**Document segment**
January 22, 2008

Scrapin’ Up the Bits, Lots of ‘Em

While I work on a longer, more “serious” post about nutrition and disease, there’s been a heck of a lot of interesting news and things happening.

Perhaps the most uninteresting of these was the arrival today of my Zuni Café Cookbook. After the wild success of the roasted whole branzino, it just seemed like fate was telling me to crack that thing open as soon as possible. My plan is to make at least one main course from it a week for the next month or so and report on the outcome.

From cookbooks we move to much more intriguing fare, such as the FDA’s approval of cloned animals as a source of beef and pork and milk. I swear on whatever holy text can be provided that I am not anti-technology, but this really is unnerving.

There are no long-term data on whether meat from cloned animals is safe, and the government has no plans to track the products from these animals once they enter the marketplace or to label them as coming from a cloned animal. In any case, for those interested, the Ethicurean’s cloned animals digest is very informative.

**Excerpted data**
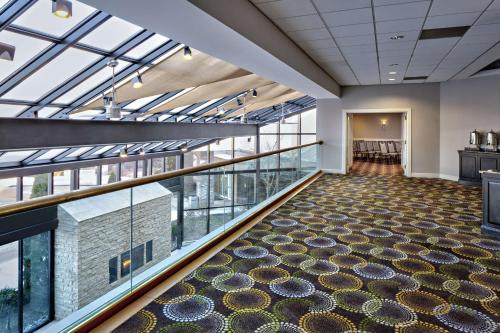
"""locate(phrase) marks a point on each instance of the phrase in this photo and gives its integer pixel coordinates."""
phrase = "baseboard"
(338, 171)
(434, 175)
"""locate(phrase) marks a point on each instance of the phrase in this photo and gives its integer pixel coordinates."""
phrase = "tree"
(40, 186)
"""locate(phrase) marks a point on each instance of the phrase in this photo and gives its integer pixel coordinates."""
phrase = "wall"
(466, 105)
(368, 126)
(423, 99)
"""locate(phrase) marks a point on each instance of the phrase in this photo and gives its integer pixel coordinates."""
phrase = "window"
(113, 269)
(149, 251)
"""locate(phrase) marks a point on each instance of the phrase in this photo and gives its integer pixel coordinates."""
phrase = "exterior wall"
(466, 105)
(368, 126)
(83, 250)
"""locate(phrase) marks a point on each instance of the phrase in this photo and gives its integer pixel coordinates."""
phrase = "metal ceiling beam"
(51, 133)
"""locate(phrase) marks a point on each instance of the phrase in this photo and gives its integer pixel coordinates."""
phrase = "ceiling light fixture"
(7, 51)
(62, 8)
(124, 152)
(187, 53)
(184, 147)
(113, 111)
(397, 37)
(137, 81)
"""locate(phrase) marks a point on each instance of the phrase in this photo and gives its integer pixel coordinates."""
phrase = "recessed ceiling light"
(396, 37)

**Action item**
Could you extend the blog post about cookbooks and cloned-animal food by picking up right after its last sentence? You can set the entries aside.

**Output for this exercise**
I’ve read about overfishing, but did you know that the price of cod – the fish of choice for fish ‘n chips – in the UK has quadrupled in the last few years because cod stocks have been so depleted? And that these huge Chinese-owned fisheries are doing their best to devastate the fish stocks in the waters off of Africa? The NY Times has the scoop… or should I say “catch”?

We use garden-variety fresh mozzarella on our pizzas. But true Neapolitan-style pizzas, particularly those made in Naples, only use mozzarella di bufala, and it’s apparently about to get more expensive because of problems with bacterial infections in Italian buffalo herds.

The Daily Table blog has an interesting post about water, both its scarcity and its health, and how local, family-owned farms are important to both.

Want to find food that’s in season and local? The National Resources Defense Council has a fantastic resource for you.